*TAREAS POR HACER:*
1. Según el artículo sobre el terremoto de Japón, ¿cuántos metros desplazó el terremoto el territorio del país?
2. Extrae todas las filas de datos, de la primera a la última, y reprodúcelas sin ningún cambio.

*FRAGMENTO DEL DOCUMENTO:*

§

15 marzo 2011

La velocidad de paso del Apocalipsis


1. Cuatro metros es lo que ha desplazado su territorio el terremoto que acaba de devastar Japón, y asombroso como sea poder medir la velocidad del apocalípsis en metros por catástrofe, estremece más pensar cuánto desplaza el reloj en paralelo, los metros de tiempo que un tsunami pueda quitarle a una población, hasta dejarla una década atrás. Las olas se adentran diez kms. en el interior del país y las posibilidades de disfrutar de la prosperidad alcanzada retroceden diez años. Incluso sin la aportación del jinete nuclear, es una devastación que se lleva por delante todos los tiempos de un país –su presente en el acto, su futuro a los pocos días, más dramáticamente su pasado, que al irse y llevarse todo el esfuerzo puesto en pie por millones de seres humanos durante sus vidas, también, en este caso, trae de vuelta la imagen del país que hubo de reinventarse tras las hecatombes nucleares de 1945. Como demuestra la vasija del reactor de la central de Fukushima, no sirven los refugios construidos desde entonces, o solo protegen del pasado. Los que deberían protegernos de futuros como este no pueden ser construidos, pues a diferencia de las catedrales que atravesaban siglos desde su inicio hasta su finalización, el plano de lo que deberíamos diseñar para vivir a salvo es uno que ni siquiera resiste, ya no años de ejecución, sino siquiera ser transportado un piso más abajo, donde las prioridades serán indefectiblemente otras. La devastación también empieza en la forma de ver venir la ola.


2. Aunque un desastre parezca unificar el aprendizaje, solo redirige automáticamente la empatía. Y no es poco, por supuesto. Solo que, inservible a partir de determinado umbral sísmico, como el que informan los satélites, nuestra atención al desastre también es un sistema de alarma que necesita rozar los máximos medibles para afrontar los daños cuando son ya inevitables. Las lecciones de Chernobyl y Bhopal en la década de los ochenta, como las de Indonesia hace siete años, o Haití a principios del año pasado han visto su irrealidad transformada en ficción entre nosotros, en algo que, de puro improbable, pueda perfectamente guardarse en el cajón de lo impensable, lo irrecordable, lo inaprendible. Ocurre también con las hambrunas, con las crisis cíclicas que arrasan el mundo a partir de la estafa inmobiliaria, con la usura en los mercados de materias primas, con las elecciones ganadas por ideas ineptas, incapaces de gestionar la complejidad, la necesidad de explicar el sacrificio, de priorizar la educación, de separar el rumbo de un país del que para sus súbditos deseen las religiones, las empresas, las clases enriquecidas. A distancia, esperando turno para cualquiera de sus derrotas posibles, sin transformaciones en nuestra forma de habitar el mundo, nos levantaremos cada mañana como supervivientes de permiso.

§

*FILAS DISPONIBLES:*
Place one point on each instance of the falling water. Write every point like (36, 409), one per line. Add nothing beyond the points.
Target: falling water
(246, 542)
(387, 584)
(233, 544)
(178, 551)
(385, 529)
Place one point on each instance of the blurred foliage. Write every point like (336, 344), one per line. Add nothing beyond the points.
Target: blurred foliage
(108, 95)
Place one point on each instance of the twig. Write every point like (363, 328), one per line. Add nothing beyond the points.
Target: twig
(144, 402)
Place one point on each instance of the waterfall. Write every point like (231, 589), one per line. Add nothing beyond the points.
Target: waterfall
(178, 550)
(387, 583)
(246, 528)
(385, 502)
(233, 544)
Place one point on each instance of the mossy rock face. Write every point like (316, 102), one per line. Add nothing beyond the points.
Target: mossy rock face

§

*SOLUCIONES DEL EJERCICIO:*
1. Cuatro metros.

2.
Place one point on each instance of the falling water. Write every point like (36, 409), one per line. Add nothing beyond the points.
Target: falling water
(246, 542)
(387, 584)
(233, 544)
(178, 551)
(385, 529)
Place one point on each instance of the blurred foliage. Write every point like (336, 344), one per line. Add nothing beyond the points.
Target: blurred foliage
(108, 95)
Place one point on each instance of the twig. Write every point like (363, 328), one per line. Add nothing beyond the points.
Target: twig
(144, 402)
Place one point on each instance of the waterfall. Write every point like (231, 589), one per line. Add nothing beyond the points.
Target: waterfall
(178, 550)
(387, 583)
(246, 528)
(385, 502)
(233, 544)
Place one point on each instance of the mossy rock face. Write every point like (316, 102), one per line. Add nothing beyond the points.
Target: mossy rock face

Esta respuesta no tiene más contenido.